Objective: Resize the stretch of the records from the line containing "I need to verify whether any house roof" through the line containing "283;15;360;35", giving every line again. Multiply each coordinate in the answers by 1.75 and round it to a whole number, rounding halves up, while leaving everything else unchanged, including the sample coordinates in the other lines.

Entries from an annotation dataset
# # #

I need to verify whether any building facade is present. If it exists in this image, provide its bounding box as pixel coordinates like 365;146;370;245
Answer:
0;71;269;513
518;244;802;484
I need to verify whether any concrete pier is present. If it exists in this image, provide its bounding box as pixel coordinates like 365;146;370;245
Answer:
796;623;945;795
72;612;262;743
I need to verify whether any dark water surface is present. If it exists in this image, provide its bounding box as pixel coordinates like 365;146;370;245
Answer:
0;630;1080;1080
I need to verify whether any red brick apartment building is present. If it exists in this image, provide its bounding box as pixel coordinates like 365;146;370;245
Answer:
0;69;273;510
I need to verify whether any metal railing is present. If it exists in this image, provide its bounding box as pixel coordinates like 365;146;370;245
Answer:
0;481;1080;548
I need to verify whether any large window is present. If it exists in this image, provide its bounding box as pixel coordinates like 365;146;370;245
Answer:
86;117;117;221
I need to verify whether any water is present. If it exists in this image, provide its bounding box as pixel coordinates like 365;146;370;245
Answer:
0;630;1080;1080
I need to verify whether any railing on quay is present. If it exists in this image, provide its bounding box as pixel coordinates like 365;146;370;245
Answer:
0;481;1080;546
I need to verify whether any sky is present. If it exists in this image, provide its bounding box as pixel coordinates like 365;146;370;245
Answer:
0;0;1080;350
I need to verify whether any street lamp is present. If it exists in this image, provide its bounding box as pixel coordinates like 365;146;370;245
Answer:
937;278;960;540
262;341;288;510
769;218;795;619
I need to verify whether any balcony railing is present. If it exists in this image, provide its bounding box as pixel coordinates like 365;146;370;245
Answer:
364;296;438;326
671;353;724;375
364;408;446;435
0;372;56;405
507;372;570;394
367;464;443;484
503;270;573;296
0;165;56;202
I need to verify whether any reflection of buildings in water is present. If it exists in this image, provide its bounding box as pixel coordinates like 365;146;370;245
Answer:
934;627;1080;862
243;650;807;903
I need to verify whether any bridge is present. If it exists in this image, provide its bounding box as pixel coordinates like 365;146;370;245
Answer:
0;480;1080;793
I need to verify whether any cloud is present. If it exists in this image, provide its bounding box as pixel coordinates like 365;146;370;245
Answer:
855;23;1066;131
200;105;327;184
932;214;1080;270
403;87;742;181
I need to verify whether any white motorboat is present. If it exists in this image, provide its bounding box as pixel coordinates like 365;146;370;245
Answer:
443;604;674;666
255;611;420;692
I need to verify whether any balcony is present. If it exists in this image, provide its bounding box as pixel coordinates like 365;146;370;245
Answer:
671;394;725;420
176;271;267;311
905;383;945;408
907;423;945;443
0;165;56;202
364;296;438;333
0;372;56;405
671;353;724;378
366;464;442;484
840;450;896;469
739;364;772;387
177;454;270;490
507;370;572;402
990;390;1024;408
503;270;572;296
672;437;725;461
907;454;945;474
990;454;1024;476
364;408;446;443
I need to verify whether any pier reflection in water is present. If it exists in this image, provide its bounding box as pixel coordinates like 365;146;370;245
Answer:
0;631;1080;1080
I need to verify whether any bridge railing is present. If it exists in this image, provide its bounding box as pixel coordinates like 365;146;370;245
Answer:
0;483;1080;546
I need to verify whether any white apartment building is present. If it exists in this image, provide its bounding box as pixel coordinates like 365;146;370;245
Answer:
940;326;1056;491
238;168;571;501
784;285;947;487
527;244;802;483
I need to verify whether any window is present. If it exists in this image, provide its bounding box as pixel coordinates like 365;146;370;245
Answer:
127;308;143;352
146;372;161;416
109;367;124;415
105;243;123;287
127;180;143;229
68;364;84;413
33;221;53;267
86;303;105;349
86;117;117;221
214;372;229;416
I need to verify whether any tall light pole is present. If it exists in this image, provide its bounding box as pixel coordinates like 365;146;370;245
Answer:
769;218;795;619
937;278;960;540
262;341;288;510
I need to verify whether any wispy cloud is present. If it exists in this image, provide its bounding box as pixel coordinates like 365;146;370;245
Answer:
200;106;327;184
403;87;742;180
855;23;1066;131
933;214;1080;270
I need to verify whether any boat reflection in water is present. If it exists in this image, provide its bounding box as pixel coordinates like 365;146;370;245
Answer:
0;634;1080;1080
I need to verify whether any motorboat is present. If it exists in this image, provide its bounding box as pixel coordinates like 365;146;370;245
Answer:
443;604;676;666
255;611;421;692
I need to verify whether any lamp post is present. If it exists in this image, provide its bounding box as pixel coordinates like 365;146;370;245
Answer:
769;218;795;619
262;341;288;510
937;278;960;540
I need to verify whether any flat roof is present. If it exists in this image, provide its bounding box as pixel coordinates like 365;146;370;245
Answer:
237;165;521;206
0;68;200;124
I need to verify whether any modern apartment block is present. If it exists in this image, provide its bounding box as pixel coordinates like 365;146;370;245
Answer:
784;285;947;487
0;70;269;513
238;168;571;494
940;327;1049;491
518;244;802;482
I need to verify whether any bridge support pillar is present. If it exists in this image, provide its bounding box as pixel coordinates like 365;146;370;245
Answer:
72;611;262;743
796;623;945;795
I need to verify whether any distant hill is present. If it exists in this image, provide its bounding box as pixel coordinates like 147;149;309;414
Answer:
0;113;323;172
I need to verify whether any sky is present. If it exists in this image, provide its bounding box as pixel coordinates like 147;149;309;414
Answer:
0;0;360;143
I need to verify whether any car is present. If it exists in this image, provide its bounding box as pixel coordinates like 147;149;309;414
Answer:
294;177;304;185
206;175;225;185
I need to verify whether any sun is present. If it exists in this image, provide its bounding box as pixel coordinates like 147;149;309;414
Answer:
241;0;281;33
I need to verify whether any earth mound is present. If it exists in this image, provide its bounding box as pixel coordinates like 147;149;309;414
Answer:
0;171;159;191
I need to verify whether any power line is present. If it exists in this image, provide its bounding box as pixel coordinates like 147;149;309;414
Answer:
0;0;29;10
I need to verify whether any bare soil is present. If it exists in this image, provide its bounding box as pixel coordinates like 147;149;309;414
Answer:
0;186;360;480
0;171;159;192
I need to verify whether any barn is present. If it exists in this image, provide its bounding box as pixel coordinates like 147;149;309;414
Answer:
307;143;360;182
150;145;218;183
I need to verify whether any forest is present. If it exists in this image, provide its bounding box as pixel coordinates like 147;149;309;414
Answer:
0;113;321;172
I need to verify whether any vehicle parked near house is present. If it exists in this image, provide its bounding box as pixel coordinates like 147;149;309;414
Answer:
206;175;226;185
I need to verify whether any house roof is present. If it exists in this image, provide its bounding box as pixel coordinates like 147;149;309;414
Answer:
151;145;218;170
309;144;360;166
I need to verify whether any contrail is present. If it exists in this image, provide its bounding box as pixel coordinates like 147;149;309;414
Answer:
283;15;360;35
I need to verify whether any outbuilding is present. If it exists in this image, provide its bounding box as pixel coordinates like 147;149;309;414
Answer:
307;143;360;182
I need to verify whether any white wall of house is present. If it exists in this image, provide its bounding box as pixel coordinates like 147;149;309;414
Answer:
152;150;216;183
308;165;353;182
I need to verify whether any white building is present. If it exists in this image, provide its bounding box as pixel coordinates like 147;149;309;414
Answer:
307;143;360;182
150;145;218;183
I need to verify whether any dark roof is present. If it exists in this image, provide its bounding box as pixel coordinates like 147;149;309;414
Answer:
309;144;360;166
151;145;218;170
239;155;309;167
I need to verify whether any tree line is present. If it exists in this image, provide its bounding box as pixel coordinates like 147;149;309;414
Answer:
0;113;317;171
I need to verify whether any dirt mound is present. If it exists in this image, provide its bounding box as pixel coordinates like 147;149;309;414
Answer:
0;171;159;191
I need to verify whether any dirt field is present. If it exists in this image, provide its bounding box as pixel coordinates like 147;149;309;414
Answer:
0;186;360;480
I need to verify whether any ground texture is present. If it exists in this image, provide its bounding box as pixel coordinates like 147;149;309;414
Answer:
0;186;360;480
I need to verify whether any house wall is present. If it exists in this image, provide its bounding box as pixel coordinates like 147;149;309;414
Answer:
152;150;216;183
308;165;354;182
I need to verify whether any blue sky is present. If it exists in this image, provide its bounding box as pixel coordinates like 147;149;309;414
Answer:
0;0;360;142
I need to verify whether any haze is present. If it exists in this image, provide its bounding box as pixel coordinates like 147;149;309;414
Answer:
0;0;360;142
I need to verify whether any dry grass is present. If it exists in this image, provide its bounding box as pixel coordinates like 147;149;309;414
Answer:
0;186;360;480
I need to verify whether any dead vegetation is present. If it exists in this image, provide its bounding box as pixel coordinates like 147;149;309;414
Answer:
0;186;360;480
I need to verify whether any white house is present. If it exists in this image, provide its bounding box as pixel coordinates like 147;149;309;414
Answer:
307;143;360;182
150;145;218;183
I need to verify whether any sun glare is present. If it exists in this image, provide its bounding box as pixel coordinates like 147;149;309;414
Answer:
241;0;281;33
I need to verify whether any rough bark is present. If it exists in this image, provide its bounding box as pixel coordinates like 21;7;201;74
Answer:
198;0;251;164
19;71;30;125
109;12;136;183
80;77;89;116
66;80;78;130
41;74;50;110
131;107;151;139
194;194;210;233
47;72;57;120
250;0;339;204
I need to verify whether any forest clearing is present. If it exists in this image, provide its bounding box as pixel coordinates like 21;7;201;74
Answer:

# # #

Solution below:
I need to verify whether any house roof is present. If it exists in this image, provide its bounding box as pixel coordinates like 147;149;309;414
Answer:
264;254;382;298
541;252;630;291
I need to verify whether any contrail is present. If it exists in this image, provide its bounding box as pixel coordinates like 147;149;309;414
Answer:
495;26;630;61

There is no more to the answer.